The records below are to be transcribed in full, exactly as given.
Material provided Start Marker
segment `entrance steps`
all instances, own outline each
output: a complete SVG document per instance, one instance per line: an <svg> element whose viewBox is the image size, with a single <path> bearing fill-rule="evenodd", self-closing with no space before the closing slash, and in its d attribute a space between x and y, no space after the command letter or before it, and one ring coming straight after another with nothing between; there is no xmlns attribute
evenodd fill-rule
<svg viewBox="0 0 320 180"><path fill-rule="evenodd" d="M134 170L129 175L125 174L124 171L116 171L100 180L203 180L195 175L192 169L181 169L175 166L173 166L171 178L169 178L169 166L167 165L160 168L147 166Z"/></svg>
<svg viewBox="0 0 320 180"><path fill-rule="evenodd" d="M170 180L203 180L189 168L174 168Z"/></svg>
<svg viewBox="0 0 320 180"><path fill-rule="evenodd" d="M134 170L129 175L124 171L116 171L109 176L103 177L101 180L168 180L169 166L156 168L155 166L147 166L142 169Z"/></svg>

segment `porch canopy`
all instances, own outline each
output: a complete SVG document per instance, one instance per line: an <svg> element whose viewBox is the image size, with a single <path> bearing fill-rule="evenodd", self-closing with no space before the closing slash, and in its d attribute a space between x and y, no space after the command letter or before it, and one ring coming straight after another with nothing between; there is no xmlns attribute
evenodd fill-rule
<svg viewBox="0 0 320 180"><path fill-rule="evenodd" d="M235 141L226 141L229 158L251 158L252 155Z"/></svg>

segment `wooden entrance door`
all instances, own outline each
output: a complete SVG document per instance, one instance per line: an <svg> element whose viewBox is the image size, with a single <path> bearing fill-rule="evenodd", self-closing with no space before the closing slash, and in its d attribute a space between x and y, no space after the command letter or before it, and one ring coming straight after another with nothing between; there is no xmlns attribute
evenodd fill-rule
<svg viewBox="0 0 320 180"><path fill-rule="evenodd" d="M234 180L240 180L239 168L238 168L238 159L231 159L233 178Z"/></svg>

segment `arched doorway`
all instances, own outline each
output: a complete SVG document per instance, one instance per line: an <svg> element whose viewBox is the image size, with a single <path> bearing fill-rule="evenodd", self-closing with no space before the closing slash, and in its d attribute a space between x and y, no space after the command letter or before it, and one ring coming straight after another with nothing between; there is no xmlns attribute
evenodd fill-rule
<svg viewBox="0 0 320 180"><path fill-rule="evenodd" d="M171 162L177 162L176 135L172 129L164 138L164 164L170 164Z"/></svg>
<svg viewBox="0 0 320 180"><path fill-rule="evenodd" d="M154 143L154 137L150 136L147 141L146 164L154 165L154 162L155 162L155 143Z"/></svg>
Material provided End Marker
◆ **Answer for this exercise**
segment `entrance steps`
all instances, own outline each
output: a complete SVG document per instance, one instance per line: an <svg> element whose viewBox is the image size, with a single <path> bearing fill-rule="evenodd", self-closing with no space before the closing slash, and in its d attribute a space between x and y, no space after the command letter or before it, and one ring coming straight after another with nothing between; there is no xmlns attribute
evenodd fill-rule
<svg viewBox="0 0 320 180"><path fill-rule="evenodd" d="M134 170L129 175L125 174L124 171L116 171L100 180L203 180L195 175L192 169L181 169L175 166L173 166L171 178L169 178L169 166L167 165L160 168L147 166Z"/></svg>
<svg viewBox="0 0 320 180"><path fill-rule="evenodd" d="M170 180L203 180L189 168L174 168Z"/></svg>
<svg viewBox="0 0 320 180"><path fill-rule="evenodd" d="M134 170L129 175L124 171L116 171L109 176L103 177L101 180L168 180L169 166L156 168L155 166L147 166L142 169Z"/></svg>

segment `porch canopy`
all instances, own outline each
output: a complete SVG document per instance, one instance per line: an <svg> element whose viewBox is the image size, with a single <path> bearing fill-rule="evenodd", self-closing with no space before the closing slash, and in its d attribute a space between x and y, no space after the command letter or before it, and one ring coming straight after another with nothing between; there is no xmlns attribute
evenodd fill-rule
<svg viewBox="0 0 320 180"><path fill-rule="evenodd" d="M235 141L226 141L229 158L251 158L252 155Z"/></svg>

segment `wooden entrance door`
all instances, own outline each
output: a complete SVG document per instance, one instance per line: an <svg> element whose viewBox is the image size, with a single <path> bearing fill-rule="evenodd", self-closing with no space before the closing slash, and in its d attribute a space between x and y, no space after the command letter or before it, and one ring coming straight after another with nothing between; there is no xmlns attribute
evenodd fill-rule
<svg viewBox="0 0 320 180"><path fill-rule="evenodd" d="M234 180L240 180L239 168L238 168L238 159L231 159L233 178Z"/></svg>

segment `arched doorway`
all instances, own outline each
output: a complete SVG document per instance, one instance per line: an <svg> element whose viewBox is the image size, with a single <path> bearing fill-rule="evenodd", self-closing with no space before the closing slash, and in its d attribute a space between x and y, no space after the command letter or before it, and one ring coming straight after another with nothing between; there is no xmlns attribute
evenodd fill-rule
<svg viewBox="0 0 320 180"><path fill-rule="evenodd" d="M171 162L177 162L176 135L172 129L164 138L164 164L170 164Z"/></svg>
<svg viewBox="0 0 320 180"><path fill-rule="evenodd" d="M154 143L154 137L150 136L147 141L146 164L154 165L154 162L155 162L155 143Z"/></svg>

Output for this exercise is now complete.